К основному контенту
Современная литература
Современная литература
Проза Поэзия

Хамы среди нас

Мария Ватутина

Хамство – пренебрежительное

отношение к культурным запретам


Предвижу особый интерес к этой теме у многих читателей, поскольку осуждать хамов – это наша национальная забава. При этом мы приводим множество примеров, и все они ещё свежие, потому что с хамством мы сталкиваемся каждый день. Но так как «Совлит» – литературный портал, я бы развернула тему в сторону нашего родного сообщества, и постаралась бы разобраться со своими баранами.

> **ВЫДЕРЖКИ ИЗ ЗАПИСЕЙ**
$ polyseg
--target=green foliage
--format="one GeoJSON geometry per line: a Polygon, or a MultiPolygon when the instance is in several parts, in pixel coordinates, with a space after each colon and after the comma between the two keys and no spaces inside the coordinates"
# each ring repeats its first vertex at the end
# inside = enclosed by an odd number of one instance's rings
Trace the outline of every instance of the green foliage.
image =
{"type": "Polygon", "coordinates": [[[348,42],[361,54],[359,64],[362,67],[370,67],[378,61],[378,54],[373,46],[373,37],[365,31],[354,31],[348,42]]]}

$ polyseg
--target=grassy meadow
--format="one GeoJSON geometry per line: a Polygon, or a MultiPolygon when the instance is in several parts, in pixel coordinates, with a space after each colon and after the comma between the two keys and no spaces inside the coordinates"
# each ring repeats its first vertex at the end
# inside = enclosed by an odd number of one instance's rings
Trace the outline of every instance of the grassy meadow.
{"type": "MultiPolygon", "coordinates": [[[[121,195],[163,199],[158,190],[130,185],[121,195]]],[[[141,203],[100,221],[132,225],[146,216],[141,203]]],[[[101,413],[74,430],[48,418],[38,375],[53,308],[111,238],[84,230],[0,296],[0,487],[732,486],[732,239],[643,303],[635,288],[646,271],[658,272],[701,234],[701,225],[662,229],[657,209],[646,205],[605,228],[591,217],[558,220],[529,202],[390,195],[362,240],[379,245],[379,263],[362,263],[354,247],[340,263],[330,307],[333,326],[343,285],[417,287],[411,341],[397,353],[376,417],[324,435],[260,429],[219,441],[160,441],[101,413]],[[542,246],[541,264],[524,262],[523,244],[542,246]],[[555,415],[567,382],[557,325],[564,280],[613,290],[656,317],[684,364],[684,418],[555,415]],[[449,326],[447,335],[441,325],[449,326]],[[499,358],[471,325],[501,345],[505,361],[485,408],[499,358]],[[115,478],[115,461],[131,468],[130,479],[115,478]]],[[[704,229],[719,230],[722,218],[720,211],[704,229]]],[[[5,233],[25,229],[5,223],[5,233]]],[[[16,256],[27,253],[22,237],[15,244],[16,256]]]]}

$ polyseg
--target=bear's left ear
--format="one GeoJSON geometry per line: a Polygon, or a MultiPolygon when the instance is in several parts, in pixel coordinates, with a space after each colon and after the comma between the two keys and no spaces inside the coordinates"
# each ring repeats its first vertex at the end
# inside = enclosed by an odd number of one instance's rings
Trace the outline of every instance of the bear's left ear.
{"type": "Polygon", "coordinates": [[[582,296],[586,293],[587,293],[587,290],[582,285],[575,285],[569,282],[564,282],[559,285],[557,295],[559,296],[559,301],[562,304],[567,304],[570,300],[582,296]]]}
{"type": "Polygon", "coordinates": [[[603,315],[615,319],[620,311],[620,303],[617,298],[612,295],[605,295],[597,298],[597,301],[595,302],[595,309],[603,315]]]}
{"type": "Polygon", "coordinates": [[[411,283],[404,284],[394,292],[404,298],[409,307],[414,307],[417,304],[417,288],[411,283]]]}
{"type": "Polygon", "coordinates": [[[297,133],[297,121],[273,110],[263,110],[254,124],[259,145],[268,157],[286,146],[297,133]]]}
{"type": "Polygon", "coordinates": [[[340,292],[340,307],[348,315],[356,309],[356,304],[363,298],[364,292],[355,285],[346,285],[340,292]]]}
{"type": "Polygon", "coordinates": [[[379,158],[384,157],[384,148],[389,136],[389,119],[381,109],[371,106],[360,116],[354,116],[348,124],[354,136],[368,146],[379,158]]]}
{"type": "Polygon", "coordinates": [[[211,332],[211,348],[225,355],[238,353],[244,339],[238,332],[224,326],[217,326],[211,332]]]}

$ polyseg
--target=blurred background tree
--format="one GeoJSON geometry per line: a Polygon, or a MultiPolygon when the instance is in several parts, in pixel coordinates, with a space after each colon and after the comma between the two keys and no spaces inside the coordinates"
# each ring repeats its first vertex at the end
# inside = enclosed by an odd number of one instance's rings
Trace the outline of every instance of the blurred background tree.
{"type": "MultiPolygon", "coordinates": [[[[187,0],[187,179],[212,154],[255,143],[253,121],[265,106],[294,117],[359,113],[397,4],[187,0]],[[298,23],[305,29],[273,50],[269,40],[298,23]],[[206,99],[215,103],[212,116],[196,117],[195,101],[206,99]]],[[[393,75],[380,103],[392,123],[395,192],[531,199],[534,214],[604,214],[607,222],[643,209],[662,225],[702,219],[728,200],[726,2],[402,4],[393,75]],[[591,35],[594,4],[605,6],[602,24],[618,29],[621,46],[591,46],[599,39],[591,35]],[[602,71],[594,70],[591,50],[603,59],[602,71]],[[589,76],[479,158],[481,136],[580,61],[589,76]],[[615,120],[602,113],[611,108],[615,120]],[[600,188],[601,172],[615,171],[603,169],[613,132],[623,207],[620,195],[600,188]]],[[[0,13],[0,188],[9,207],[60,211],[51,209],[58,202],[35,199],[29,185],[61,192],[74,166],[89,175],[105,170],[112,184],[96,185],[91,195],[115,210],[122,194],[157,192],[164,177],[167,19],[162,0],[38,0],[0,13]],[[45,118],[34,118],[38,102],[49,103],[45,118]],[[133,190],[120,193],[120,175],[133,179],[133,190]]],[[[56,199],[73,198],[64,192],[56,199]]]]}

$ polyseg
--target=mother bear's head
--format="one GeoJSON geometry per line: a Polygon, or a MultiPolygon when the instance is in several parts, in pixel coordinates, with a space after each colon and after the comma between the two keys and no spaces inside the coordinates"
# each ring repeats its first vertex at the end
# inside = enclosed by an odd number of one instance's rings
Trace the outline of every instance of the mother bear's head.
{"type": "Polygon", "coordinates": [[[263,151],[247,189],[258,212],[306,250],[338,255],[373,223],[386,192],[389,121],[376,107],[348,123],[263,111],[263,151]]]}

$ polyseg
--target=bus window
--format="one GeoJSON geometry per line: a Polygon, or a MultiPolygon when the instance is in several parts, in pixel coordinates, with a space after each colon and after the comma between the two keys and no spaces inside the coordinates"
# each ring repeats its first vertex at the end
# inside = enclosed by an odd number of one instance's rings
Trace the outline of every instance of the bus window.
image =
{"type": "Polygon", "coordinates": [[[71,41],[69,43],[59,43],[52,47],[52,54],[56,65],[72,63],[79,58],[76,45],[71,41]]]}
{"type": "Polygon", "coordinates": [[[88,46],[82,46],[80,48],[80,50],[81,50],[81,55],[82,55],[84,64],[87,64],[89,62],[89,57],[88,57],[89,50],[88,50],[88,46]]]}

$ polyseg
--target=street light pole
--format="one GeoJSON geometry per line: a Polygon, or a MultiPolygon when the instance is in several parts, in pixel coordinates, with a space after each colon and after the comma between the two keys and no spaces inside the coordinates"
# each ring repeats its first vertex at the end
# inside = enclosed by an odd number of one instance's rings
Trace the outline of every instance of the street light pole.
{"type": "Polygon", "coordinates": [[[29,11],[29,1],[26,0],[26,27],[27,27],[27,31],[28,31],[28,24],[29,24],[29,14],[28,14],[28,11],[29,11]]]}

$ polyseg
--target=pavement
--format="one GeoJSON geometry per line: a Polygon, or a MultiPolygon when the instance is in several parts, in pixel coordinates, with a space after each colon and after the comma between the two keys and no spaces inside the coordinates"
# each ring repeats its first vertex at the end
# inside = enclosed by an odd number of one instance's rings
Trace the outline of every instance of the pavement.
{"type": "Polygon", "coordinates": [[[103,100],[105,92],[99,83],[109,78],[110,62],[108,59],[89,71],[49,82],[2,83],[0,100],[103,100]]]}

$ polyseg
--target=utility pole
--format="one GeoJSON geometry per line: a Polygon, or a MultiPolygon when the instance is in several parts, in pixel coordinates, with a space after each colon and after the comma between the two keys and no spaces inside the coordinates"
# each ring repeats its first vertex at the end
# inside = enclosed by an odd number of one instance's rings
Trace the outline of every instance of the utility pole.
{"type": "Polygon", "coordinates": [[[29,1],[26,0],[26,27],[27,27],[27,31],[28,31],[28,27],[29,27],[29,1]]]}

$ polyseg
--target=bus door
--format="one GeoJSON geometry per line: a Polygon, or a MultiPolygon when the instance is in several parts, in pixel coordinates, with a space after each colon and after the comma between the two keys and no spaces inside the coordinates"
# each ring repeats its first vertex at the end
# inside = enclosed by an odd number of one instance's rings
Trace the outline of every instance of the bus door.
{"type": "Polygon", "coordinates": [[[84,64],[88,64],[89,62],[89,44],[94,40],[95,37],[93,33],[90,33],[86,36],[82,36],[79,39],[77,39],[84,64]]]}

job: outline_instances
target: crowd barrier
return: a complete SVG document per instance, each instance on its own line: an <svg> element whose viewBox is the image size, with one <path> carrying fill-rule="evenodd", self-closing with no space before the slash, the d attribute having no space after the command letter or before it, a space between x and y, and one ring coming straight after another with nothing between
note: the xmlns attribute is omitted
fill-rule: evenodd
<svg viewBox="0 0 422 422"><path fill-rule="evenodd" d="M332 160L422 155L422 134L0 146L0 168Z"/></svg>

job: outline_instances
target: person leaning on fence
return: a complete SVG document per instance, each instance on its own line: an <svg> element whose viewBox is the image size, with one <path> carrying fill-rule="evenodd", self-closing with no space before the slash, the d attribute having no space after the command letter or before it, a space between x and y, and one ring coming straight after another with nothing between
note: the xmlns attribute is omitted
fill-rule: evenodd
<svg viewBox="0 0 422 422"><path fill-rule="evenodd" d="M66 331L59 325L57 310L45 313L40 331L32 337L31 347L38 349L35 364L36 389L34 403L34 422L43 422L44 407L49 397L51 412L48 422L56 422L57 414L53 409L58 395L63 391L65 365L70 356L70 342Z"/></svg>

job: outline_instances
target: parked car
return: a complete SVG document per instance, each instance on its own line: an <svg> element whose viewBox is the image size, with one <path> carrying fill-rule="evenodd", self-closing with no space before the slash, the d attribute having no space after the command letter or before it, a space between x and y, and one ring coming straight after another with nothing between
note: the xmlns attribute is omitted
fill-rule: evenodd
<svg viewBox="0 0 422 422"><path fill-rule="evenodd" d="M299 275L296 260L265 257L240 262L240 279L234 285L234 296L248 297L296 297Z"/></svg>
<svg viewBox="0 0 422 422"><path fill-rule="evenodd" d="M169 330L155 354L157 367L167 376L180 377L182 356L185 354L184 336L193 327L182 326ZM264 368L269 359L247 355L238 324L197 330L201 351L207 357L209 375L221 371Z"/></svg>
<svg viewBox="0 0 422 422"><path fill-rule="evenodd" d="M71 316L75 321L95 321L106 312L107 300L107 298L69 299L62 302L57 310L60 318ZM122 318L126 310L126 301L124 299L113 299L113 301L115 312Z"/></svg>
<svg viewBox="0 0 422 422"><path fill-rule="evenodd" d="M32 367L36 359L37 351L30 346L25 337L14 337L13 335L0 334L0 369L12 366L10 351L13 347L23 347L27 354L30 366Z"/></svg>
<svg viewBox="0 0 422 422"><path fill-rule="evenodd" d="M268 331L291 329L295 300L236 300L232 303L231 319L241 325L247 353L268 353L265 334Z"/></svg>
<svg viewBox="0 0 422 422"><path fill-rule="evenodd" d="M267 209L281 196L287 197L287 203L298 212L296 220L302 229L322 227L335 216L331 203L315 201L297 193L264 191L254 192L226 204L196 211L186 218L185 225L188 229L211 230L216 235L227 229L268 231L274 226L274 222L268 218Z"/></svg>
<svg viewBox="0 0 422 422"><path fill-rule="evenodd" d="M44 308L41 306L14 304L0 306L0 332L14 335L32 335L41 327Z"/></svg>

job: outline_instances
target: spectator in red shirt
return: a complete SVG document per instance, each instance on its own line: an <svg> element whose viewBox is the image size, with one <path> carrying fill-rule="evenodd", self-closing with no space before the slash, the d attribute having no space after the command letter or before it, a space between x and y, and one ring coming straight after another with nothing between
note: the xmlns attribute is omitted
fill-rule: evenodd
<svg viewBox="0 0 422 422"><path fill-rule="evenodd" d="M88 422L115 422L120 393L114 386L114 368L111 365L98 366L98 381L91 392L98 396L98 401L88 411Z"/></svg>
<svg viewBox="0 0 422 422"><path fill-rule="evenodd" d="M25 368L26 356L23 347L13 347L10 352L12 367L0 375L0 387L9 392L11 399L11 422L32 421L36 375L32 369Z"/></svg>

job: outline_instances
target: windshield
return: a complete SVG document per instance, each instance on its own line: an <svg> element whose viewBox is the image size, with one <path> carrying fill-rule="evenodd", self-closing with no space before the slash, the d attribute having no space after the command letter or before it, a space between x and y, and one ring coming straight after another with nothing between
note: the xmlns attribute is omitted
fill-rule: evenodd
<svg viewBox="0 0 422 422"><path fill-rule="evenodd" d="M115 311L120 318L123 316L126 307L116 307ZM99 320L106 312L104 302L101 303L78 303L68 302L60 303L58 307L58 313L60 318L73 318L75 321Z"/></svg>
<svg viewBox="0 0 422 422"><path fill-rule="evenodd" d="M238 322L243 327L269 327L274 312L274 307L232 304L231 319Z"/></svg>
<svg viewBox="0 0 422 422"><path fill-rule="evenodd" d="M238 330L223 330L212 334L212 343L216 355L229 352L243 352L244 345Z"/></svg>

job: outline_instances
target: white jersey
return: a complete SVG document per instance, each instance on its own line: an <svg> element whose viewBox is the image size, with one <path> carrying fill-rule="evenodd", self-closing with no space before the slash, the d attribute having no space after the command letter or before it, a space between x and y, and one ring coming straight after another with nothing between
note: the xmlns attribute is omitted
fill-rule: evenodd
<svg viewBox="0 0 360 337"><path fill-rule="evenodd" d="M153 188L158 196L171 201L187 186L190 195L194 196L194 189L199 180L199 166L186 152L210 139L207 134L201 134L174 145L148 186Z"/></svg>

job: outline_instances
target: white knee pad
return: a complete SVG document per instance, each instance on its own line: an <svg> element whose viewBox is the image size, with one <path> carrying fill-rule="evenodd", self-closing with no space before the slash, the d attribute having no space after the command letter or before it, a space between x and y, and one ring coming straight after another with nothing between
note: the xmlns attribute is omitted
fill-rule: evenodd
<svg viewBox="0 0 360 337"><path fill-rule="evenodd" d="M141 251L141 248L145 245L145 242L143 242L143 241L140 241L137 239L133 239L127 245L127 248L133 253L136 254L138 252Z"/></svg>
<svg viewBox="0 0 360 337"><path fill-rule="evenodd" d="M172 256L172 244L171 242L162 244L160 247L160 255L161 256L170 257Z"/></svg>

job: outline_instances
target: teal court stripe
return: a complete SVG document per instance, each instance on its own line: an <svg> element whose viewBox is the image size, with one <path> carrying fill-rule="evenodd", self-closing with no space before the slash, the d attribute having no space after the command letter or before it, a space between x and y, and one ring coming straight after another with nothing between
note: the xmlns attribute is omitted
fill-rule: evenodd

> **УСЛОВИЯ ЗАДАНИЙ**
1. Переведите, пожалуйста, на английский язык предложение из статьи выше: «При этом мы приводим множество примеров, и все они ещё свежие, потому что с хамством мы сталкиваемся каждый день».
2. Перепишите из статьи выше отрывок между словами «Хамство – пренебрежительное» и «со своими баранами.» включительно.

> **ПОЛУЧЕННЫЕ ОТВЕТЫ**
1. At the same time, we cite many examples, and all of them are still fresh, because we encounter rudeness every day.

2.
Хамство – пренебрежительное

отношение к культурным запретам


Предвижу особый интерес к этой теме у многих читателей, поскольку осуждать хамов – это наша национальная забава. При этом мы приводим множество примеров, и все они ещё свежие, потому что с хамством мы сталкиваемся каждый день. Но так как «Совлит» – литературный портал, я бы развернула тему в сторону нашего родного сообщества, и постаралась бы разобраться со своими баранами.